*Extracto de origen:*
· · · · · · ·

El País (Madrid.). 22/6/1887.
LA REDACCIÓN.
DIRECTOR:
REDACTORES. Rafael Ginard de la Rosa. Enrique Segovia Rocabertí. Félix González Llana. Pascual Millán. Manuel Curros y Enriquez (literario). Tomás Tuero. Ensebio Grado. Manuel G. Molina Martell. Ramón Caballero. Julio de la Roca. Manuel Tébar y Celaya. Francisco Alonso Granés. Eugenio Alonso Granés. Pedro García Ortega. Anselmo Lacasa. Juan P. de Zavala.
SALUDOS
AL JEFE
Cuando un partido derrotado, vencido, disperso, desalentado y sin esperanza tiene la rara fortuna de que en su seno surja inesperadamente un hombre político de vida acrisolada, que recoge la bandera, contiene a los que huyen, levanta a los que caen, reorganiza las huestes deshechas, y con ellas vuelve a hacer frente al enemigo, y proclama a raíz del vencimiento la guerra de la reconquista, ese hombre es forzosamente el Jefe de ese partido.

· · · · · · ·

*Descripción de la tarea:* Reescribe, por favor, del fragmento de El País todo lo que va desde "LA REDACCIÓN." hasta "P. de Zavala.", poniendo "COLABORADORES" en lugar de "REDACTORES".

· · · · · · ·

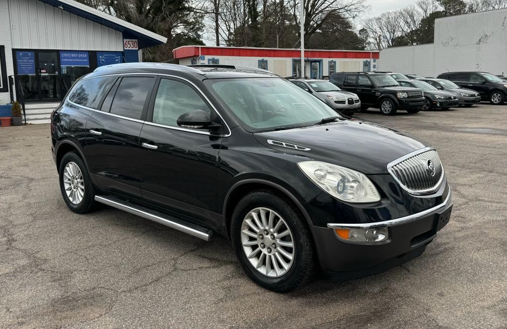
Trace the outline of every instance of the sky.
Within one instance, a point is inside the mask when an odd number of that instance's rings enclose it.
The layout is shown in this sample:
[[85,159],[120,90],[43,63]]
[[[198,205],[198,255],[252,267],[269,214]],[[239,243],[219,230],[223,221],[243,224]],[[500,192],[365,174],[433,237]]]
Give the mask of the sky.
[[417,0],[366,0],[366,3],[371,7],[366,16],[376,16],[382,13],[415,4]]

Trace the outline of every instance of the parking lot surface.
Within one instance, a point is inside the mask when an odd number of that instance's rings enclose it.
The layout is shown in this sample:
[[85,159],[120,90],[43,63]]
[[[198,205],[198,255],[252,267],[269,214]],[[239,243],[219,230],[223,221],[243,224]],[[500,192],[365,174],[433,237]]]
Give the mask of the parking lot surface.
[[437,149],[451,222],[401,266],[284,295],[251,282],[225,238],[105,206],[72,212],[49,125],[0,128],[0,327],[507,327],[507,105],[356,116]]

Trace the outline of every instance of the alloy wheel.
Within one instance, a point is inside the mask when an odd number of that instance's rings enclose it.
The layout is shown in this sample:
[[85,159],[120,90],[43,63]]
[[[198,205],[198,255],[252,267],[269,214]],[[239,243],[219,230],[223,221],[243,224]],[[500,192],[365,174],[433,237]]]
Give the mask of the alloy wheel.
[[495,104],[498,104],[502,100],[502,95],[499,93],[495,93],[491,95],[491,101]]
[[63,187],[70,202],[79,204],[85,195],[85,184],[83,173],[75,162],[67,163],[63,170]]
[[384,100],[380,105],[380,109],[384,113],[389,113],[392,110],[392,104],[388,100]]
[[258,272],[272,278],[290,270],[296,249],[287,223],[274,210],[256,208],[241,224],[241,242],[250,264]]

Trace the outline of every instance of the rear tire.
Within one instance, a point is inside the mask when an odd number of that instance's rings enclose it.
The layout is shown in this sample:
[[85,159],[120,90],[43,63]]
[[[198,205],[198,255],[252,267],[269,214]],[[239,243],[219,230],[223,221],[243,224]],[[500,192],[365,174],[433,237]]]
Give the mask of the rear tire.
[[398,109],[396,104],[389,98],[384,98],[380,101],[380,112],[384,116],[393,116]]
[[95,188],[83,160],[69,152],[60,163],[60,190],[69,209],[78,213],[89,212],[95,206]]
[[501,91],[495,90],[489,95],[489,102],[493,105],[501,105],[505,101],[505,94]]
[[240,265],[252,281],[277,293],[304,284],[315,272],[311,233],[295,208],[283,196],[260,190],[241,199],[232,214],[231,239]]

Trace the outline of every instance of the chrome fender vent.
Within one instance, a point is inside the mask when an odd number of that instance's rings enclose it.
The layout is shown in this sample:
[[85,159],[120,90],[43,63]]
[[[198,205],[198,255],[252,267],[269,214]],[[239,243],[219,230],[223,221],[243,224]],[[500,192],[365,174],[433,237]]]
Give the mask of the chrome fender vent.
[[279,146],[281,148],[287,148],[287,149],[299,150],[300,151],[310,151],[311,150],[311,149],[308,149],[308,148],[305,148],[303,146],[291,144],[290,143],[286,143],[283,141],[278,141],[278,140],[273,140],[272,139],[268,139],[268,143],[271,144],[271,145],[275,145],[276,146]]

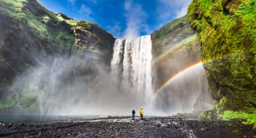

· · · · · · ·

*Respuesta escrita:*
LA REDACCIÓN.
DIRECTOR:
COLABORADORES. Rafael Ginard de la Rosa. Enrique Segovia Rocabertí. Félix González Llana. Pascual Millán. Manuel Curros y Enriquez (literario). Tomás Tuero. Ensebio Grado. Manuel G. Molina Martell. Ramón Caballero. Julio de la Roca. Manuel Tébar y Celaya. Francisco Alonso Granés. Eugenio Alonso Granés. Pedro García Ortega. Anselmo Lacasa. Juan P. de Zavala.